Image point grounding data

=== Section Start ===

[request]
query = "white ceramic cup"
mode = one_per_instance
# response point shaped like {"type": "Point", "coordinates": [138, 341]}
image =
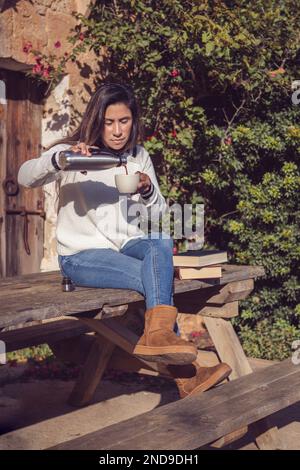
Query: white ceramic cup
{"type": "Point", "coordinates": [127, 183]}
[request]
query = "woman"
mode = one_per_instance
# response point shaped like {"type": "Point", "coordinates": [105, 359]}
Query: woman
{"type": "Point", "coordinates": [98, 242]}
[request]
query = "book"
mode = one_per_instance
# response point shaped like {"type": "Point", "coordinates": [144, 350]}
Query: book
{"type": "Point", "coordinates": [208, 272]}
{"type": "Point", "coordinates": [199, 258]}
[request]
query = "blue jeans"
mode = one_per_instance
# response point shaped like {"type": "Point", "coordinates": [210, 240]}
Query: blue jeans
{"type": "Point", "coordinates": [143, 264]}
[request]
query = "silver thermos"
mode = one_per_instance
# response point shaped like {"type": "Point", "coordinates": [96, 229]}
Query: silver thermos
{"type": "Point", "coordinates": [100, 160]}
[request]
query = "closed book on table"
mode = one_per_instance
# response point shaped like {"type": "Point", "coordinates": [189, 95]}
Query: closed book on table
{"type": "Point", "coordinates": [209, 272]}
{"type": "Point", "coordinates": [200, 258]}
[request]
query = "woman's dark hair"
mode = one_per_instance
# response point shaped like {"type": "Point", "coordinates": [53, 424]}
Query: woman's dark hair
{"type": "Point", "coordinates": [92, 124]}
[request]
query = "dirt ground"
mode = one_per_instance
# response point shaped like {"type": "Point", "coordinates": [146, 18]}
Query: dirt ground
{"type": "Point", "coordinates": [35, 413]}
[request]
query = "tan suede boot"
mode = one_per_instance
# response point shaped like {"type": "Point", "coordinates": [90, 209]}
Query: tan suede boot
{"type": "Point", "coordinates": [191, 379]}
{"type": "Point", "coordinates": [159, 343]}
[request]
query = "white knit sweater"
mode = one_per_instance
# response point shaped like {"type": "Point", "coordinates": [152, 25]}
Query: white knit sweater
{"type": "Point", "coordinates": [91, 211]}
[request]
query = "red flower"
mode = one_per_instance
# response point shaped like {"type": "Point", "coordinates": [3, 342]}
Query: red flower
{"type": "Point", "coordinates": [38, 68]}
{"type": "Point", "coordinates": [273, 73]}
{"type": "Point", "coordinates": [46, 73]}
{"type": "Point", "coordinates": [175, 73]}
{"type": "Point", "coordinates": [27, 47]}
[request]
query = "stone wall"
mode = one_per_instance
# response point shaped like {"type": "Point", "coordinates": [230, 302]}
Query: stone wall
{"type": "Point", "coordinates": [43, 22]}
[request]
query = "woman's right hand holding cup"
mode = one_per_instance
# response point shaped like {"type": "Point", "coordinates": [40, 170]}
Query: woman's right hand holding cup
{"type": "Point", "coordinates": [83, 148]}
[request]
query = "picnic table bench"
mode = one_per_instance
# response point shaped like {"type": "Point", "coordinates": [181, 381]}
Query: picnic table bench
{"type": "Point", "coordinates": [107, 313]}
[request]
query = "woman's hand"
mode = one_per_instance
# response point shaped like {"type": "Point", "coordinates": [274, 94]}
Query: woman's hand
{"type": "Point", "coordinates": [144, 183]}
{"type": "Point", "coordinates": [82, 148]}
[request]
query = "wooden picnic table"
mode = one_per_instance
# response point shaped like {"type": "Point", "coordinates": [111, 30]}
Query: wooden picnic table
{"type": "Point", "coordinates": [37, 297]}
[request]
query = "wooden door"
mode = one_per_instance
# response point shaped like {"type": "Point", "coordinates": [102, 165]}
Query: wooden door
{"type": "Point", "coordinates": [21, 209]}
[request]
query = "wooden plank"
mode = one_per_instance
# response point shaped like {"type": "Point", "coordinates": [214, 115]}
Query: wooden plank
{"type": "Point", "coordinates": [194, 302]}
{"type": "Point", "coordinates": [230, 351]}
{"type": "Point", "coordinates": [198, 420]}
{"type": "Point", "coordinates": [24, 116]}
{"type": "Point", "coordinates": [113, 331]}
{"type": "Point", "coordinates": [92, 372]}
{"type": "Point", "coordinates": [95, 363]}
{"type": "Point", "coordinates": [228, 346]}
{"type": "Point", "coordinates": [50, 332]}
{"type": "Point", "coordinates": [3, 163]}
{"type": "Point", "coordinates": [237, 290]}
{"type": "Point", "coordinates": [39, 296]}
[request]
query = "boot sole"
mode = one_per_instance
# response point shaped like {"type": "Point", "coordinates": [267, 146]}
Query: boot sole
{"type": "Point", "coordinates": [167, 354]}
{"type": "Point", "coordinates": [213, 380]}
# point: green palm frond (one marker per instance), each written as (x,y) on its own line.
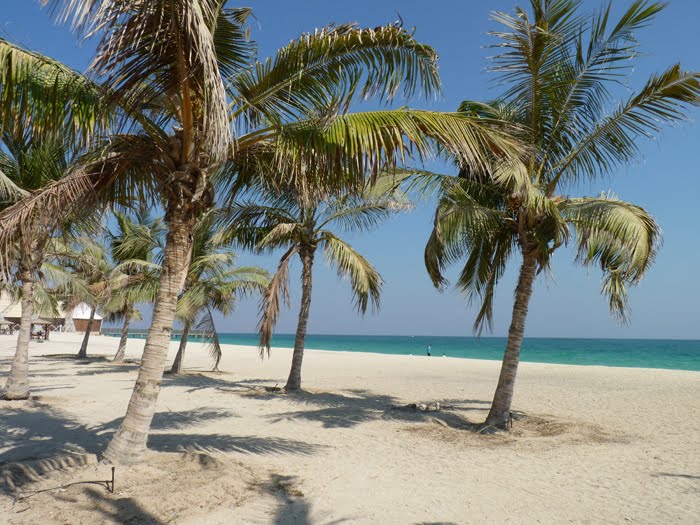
(335,63)
(43,98)
(161,47)
(365,281)
(614,139)
(620,237)
(468,213)
(347,148)
(208,330)
(270,300)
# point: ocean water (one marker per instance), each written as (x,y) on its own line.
(674,354)
(641,353)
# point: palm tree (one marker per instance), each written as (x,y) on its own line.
(301,223)
(197,102)
(559,66)
(136,244)
(47,111)
(213,284)
(28,166)
(86,274)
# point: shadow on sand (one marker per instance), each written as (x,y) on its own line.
(356,406)
(36,439)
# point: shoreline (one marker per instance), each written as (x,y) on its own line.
(612,444)
(524,359)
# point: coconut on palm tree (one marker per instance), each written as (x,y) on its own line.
(560,68)
(301,222)
(214,284)
(197,102)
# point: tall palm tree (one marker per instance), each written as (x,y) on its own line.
(300,223)
(560,67)
(29,165)
(47,111)
(197,102)
(86,274)
(213,284)
(135,245)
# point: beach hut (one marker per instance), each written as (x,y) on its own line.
(70,321)
(41,328)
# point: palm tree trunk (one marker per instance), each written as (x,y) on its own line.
(83,347)
(294,380)
(121,351)
(129,442)
(17,386)
(177,364)
(499,415)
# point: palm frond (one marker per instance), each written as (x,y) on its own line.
(468,213)
(334,64)
(208,330)
(614,139)
(42,98)
(365,281)
(620,237)
(270,300)
(160,47)
(345,150)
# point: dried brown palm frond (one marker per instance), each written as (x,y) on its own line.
(270,301)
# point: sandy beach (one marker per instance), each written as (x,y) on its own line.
(589,445)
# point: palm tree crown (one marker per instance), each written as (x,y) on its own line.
(301,223)
(559,68)
(213,284)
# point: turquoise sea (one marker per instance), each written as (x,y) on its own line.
(675,354)
(641,353)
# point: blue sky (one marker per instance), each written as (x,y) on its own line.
(665,180)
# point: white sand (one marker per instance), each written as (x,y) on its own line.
(597,445)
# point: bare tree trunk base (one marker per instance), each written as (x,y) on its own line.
(496,420)
(126,450)
(15,395)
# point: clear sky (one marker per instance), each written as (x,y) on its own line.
(665,180)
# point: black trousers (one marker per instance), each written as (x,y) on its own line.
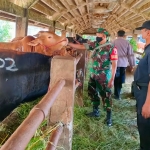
(143,124)
(119,79)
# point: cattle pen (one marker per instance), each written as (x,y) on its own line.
(60,98)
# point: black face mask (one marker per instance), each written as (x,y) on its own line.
(99,39)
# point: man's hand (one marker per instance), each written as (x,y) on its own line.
(110,83)
(146,110)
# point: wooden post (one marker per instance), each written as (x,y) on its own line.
(81,75)
(52,29)
(22,25)
(62,109)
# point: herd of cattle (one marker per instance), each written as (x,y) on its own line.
(25,67)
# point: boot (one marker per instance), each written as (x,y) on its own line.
(94,113)
(108,118)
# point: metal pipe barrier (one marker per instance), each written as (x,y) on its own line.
(21,137)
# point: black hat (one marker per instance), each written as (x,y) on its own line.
(145,25)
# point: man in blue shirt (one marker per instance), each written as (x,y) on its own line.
(142,90)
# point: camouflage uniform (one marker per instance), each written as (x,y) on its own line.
(101,74)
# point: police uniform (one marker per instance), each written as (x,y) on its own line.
(141,81)
(100,76)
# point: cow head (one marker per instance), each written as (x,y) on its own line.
(50,40)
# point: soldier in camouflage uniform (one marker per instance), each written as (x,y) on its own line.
(102,73)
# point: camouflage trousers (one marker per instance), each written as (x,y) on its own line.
(97,89)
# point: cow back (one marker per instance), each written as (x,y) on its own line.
(23,77)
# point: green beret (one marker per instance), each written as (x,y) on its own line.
(102,30)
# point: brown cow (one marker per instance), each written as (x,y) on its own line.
(47,43)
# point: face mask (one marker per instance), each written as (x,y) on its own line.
(99,39)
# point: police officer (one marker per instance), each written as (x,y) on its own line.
(142,90)
(102,76)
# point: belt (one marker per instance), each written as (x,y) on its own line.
(139,84)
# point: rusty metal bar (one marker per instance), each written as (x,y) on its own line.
(54,138)
(21,137)
(77,84)
(78,57)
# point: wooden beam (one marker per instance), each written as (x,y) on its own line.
(42,9)
(7,6)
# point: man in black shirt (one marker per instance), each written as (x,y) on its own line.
(142,90)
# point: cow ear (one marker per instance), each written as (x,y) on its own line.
(33,43)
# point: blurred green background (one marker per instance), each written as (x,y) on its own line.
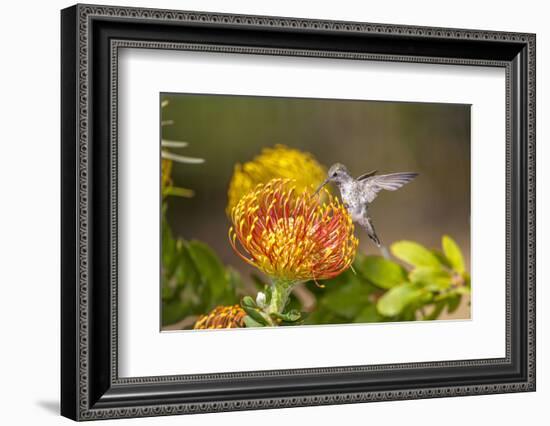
(430,139)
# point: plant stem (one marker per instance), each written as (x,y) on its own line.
(280,291)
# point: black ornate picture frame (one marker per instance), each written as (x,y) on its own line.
(91,387)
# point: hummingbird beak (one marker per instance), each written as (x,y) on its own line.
(321,186)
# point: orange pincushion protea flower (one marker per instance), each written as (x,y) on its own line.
(222,317)
(291,236)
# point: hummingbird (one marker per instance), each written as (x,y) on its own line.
(358,193)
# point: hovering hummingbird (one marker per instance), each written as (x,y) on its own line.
(358,194)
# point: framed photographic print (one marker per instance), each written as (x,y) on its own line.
(263,212)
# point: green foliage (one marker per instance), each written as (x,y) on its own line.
(383,290)
(193,279)
(414,254)
(382,272)
(375,289)
(453,254)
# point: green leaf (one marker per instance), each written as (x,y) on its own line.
(249,322)
(438,308)
(414,254)
(453,302)
(369,314)
(382,272)
(453,253)
(432,279)
(256,315)
(248,302)
(257,281)
(345,300)
(212,271)
(172,312)
(291,316)
(397,298)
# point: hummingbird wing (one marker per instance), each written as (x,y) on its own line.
(367,175)
(374,184)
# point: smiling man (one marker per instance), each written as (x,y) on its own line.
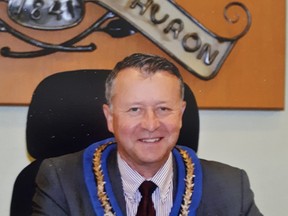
(144,112)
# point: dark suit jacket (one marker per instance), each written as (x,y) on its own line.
(62,191)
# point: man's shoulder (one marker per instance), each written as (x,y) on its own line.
(220,171)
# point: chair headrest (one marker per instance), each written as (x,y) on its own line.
(65,114)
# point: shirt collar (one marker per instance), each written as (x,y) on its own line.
(131,179)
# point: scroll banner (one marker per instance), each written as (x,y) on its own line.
(177,33)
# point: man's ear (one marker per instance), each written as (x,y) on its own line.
(183,106)
(109,117)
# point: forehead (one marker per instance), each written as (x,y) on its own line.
(130,75)
(131,83)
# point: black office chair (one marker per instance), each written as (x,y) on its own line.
(65,115)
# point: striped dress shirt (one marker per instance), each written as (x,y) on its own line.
(162,196)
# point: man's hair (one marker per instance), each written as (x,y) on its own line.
(147,65)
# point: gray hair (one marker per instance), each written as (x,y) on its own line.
(148,65)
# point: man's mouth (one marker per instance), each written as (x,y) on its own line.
(150,140)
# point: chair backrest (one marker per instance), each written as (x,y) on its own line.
(65,115)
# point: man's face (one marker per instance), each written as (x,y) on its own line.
(145,116)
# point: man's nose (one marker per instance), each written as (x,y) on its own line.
(150,121)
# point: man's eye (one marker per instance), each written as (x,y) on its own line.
(134,109)
(164,109)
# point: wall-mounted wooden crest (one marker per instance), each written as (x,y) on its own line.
(42,37)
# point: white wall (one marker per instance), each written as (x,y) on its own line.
(256,141)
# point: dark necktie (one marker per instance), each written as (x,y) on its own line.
(146,207)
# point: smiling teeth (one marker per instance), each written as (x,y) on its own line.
(151,140)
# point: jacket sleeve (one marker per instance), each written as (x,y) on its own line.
(226,191)
(249,207)
(49,197)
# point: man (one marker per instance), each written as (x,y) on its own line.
(144,112)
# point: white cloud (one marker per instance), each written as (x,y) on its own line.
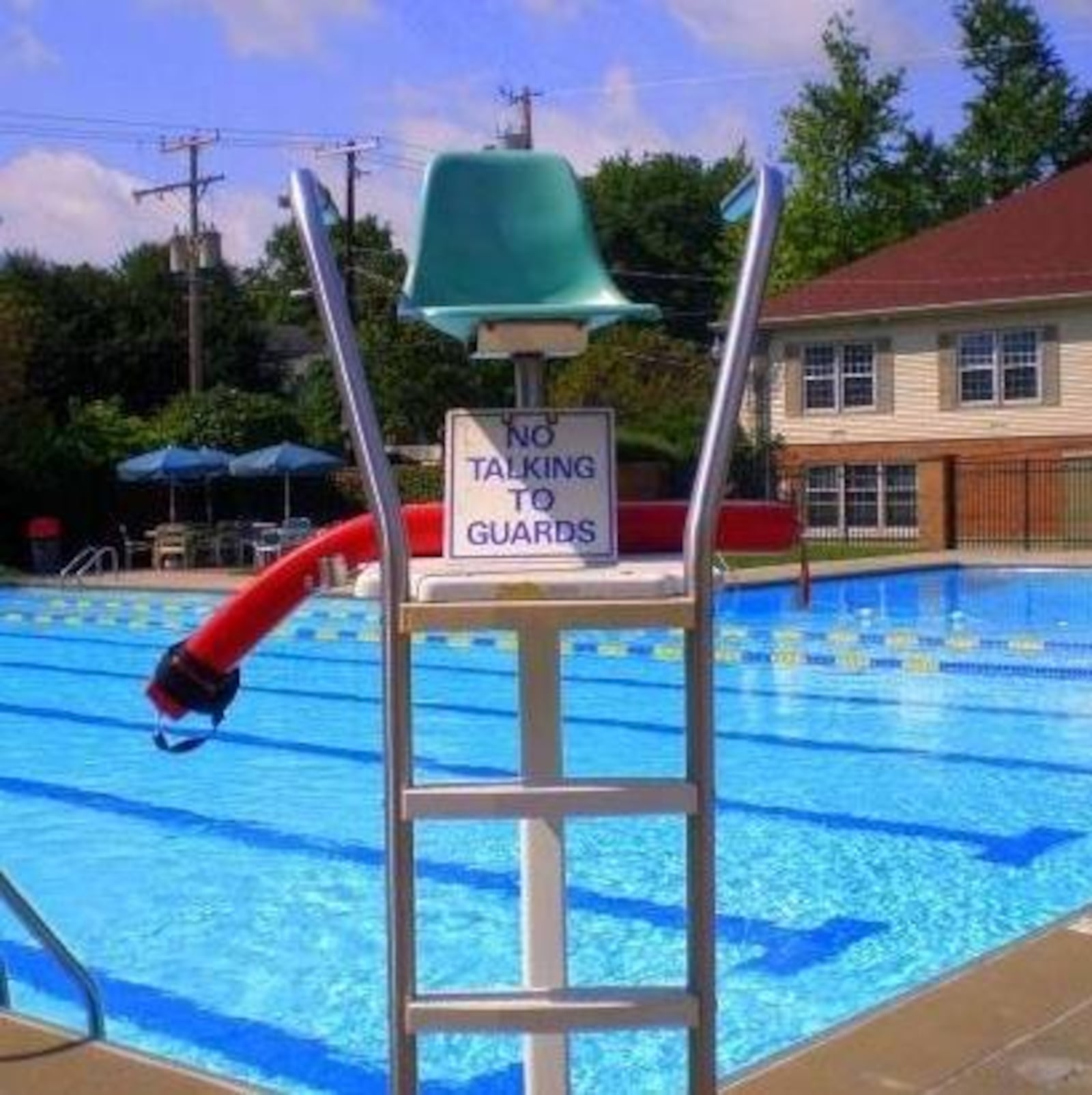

=== Section End ===

How to complete this task
Starting at the line that contains "# point: man (one", please write out every line to the end of the entries, inclusive, copied exactly and with pictures omitted.

Result below
# point: man (one marker per instance), each written as (x,y) on its own line.
(144,112)
# point: white cloud (one marker per instance), each written as (x,y) on its own line.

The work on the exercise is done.